#### [WORK INSTRUCTIONS]
Retype the rows below word for word, starting at their very first line and stopping after the line that holds "left=167, top=382, right=239, bottom=406". Include both of those lines.
______________________________
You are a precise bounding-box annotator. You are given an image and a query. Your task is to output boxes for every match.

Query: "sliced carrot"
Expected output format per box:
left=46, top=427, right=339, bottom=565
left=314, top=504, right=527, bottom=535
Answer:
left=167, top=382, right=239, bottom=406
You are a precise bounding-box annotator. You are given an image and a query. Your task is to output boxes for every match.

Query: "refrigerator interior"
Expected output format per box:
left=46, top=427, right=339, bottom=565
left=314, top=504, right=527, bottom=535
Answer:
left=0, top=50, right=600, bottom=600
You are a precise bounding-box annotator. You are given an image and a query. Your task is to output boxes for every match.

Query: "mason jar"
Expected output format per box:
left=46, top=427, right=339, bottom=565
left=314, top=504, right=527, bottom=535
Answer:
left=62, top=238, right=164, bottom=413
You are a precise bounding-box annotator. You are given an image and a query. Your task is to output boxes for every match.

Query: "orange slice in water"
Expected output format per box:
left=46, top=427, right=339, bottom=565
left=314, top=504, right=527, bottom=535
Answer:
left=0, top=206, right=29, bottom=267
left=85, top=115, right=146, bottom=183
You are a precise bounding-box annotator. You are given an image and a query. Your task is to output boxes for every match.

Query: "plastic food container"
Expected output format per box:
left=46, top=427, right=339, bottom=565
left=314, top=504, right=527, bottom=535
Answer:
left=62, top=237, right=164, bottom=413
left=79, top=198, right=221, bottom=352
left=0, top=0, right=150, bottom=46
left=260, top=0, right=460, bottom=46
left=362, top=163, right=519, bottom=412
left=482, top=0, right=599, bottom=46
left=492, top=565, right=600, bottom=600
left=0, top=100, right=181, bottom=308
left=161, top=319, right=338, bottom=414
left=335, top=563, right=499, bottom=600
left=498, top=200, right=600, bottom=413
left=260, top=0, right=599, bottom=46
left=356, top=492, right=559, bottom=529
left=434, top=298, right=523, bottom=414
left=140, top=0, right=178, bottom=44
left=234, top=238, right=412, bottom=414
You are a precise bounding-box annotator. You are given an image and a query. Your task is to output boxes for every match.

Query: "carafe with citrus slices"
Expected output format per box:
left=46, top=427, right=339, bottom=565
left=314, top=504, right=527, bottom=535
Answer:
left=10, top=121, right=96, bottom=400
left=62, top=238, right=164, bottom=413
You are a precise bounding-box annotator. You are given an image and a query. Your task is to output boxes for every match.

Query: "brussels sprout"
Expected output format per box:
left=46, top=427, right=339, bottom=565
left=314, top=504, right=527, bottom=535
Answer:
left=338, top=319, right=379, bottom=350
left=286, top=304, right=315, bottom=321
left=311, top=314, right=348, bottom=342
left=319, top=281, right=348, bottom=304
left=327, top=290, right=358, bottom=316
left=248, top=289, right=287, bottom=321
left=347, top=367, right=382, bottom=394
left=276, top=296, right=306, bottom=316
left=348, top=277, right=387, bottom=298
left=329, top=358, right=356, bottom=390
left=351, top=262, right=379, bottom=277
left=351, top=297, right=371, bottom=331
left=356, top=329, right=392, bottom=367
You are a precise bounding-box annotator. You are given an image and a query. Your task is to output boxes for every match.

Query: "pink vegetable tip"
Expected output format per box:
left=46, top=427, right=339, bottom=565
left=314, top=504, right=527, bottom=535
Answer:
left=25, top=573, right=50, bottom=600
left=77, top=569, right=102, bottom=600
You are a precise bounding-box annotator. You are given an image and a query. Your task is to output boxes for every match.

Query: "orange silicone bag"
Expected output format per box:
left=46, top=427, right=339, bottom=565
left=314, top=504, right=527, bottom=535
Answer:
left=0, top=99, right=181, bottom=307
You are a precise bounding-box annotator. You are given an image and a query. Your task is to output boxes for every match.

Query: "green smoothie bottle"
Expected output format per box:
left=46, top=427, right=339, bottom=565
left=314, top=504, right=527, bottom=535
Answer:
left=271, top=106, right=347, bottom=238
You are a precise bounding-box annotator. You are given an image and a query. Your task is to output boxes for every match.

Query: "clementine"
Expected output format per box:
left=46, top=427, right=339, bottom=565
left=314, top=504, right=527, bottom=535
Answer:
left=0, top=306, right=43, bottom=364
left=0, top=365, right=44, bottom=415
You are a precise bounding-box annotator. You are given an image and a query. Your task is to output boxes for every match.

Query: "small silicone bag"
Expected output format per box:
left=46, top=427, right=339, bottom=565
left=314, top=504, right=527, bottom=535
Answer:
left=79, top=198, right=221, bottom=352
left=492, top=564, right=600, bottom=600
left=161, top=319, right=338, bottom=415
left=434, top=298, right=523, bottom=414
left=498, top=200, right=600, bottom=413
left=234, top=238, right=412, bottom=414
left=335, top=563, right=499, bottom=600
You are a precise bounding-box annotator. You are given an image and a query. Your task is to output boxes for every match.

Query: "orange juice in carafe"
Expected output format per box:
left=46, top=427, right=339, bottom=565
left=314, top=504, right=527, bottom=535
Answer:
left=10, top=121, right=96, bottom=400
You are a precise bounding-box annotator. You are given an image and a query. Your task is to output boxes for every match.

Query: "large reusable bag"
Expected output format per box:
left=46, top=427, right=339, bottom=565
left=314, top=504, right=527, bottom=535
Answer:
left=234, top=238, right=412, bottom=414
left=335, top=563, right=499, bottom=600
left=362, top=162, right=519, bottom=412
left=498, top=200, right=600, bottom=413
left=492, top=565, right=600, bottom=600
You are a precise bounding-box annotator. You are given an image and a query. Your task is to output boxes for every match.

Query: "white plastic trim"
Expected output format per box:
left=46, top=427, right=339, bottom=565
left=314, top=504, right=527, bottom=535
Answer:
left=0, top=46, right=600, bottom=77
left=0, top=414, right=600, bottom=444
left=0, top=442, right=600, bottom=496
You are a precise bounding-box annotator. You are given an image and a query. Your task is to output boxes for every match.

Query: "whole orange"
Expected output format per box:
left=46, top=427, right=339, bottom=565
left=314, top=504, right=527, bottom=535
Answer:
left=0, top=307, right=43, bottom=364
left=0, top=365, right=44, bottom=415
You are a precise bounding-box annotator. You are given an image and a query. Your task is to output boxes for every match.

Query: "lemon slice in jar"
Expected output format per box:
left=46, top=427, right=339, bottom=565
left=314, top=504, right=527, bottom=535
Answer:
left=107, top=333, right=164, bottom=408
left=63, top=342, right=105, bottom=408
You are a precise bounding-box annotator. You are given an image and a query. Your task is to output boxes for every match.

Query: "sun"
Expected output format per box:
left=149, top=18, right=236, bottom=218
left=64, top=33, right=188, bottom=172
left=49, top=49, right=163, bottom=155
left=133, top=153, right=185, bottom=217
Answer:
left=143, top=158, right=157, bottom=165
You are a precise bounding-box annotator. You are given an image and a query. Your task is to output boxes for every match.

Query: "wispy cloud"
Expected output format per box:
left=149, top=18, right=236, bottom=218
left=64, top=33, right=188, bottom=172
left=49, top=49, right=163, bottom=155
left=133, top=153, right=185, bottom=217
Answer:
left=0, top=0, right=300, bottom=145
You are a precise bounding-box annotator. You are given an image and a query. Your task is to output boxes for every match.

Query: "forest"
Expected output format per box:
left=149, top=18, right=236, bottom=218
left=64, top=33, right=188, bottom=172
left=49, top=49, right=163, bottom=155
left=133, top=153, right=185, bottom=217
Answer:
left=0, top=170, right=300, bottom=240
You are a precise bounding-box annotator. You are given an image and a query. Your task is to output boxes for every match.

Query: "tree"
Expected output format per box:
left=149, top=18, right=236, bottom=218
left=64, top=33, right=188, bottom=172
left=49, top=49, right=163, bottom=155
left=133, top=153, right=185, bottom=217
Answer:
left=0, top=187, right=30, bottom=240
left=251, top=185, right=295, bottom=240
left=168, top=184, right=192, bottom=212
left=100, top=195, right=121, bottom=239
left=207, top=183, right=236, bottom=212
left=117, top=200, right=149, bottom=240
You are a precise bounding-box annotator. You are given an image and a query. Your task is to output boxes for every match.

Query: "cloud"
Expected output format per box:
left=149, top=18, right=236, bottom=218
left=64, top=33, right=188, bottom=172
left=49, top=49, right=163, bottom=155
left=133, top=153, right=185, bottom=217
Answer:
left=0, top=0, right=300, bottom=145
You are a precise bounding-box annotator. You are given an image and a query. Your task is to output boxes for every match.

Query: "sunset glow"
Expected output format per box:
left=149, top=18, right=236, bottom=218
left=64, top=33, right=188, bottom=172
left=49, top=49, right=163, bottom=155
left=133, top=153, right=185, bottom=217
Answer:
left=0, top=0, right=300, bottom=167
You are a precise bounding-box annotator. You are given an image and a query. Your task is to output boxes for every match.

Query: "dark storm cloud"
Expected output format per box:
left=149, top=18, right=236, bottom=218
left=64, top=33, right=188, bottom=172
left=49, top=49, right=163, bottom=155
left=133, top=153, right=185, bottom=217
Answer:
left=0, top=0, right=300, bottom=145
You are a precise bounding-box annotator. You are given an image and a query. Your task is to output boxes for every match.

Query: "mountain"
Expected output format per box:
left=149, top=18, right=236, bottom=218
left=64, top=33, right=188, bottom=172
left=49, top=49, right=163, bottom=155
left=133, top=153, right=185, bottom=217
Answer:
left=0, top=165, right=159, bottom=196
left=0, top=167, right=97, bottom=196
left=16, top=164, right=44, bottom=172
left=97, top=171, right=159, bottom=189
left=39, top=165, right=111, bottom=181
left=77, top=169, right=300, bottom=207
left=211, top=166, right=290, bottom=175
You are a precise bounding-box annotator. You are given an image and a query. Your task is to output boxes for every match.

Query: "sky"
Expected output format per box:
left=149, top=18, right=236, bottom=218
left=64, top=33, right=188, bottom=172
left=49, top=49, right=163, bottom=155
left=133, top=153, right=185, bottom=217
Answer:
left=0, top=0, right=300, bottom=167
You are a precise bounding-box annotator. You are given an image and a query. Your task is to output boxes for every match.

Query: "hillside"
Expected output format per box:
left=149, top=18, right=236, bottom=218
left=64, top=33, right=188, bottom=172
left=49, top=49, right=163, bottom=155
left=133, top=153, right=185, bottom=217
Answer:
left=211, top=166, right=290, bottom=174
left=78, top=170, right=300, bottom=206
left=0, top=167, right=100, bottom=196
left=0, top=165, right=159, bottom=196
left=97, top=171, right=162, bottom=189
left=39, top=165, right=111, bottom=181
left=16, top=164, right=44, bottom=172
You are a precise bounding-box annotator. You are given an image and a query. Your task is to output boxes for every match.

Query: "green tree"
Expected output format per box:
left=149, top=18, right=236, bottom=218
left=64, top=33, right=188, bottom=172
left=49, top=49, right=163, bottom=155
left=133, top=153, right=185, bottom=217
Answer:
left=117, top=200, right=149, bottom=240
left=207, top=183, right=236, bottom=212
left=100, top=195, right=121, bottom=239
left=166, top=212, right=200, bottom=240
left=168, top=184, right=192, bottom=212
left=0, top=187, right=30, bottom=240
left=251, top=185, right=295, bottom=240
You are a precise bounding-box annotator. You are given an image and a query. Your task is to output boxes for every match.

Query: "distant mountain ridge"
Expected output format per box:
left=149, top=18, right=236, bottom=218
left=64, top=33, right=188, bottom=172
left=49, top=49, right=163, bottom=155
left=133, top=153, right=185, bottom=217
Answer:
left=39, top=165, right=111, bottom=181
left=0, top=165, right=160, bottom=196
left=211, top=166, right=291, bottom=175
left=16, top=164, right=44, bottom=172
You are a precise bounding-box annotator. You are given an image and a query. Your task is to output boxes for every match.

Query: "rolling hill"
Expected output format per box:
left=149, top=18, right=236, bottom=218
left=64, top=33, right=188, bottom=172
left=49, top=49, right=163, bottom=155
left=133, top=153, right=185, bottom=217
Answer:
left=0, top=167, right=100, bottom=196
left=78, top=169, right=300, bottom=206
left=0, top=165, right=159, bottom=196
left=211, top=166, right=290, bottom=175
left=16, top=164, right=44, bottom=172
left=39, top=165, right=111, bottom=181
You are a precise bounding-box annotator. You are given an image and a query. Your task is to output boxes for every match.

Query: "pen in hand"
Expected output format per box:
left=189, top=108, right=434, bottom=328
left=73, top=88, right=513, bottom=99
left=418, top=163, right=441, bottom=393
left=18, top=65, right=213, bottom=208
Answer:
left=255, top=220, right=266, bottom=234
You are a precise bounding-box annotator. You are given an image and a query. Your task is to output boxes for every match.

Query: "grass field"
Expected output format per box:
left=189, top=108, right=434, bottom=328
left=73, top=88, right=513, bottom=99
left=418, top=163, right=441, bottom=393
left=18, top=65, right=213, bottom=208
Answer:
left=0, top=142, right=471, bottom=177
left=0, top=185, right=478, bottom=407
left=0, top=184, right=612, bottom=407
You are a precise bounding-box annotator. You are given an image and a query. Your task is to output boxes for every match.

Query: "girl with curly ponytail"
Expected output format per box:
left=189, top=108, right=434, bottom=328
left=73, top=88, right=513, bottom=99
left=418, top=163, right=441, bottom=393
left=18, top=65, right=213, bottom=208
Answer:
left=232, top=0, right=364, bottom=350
______________________________
#### [FULL OUTPUT]
You are a precise bounding-box annotator. You are given an image and a query. Your task is to output boxes for every match.

Query: "sliced carrot"
Expected output format per box:
left=46, top=427, right=339, bottom=565
left=314, top=504, right=527, bottom=535
Answer:
left=167, top=382, right=239, bottom=406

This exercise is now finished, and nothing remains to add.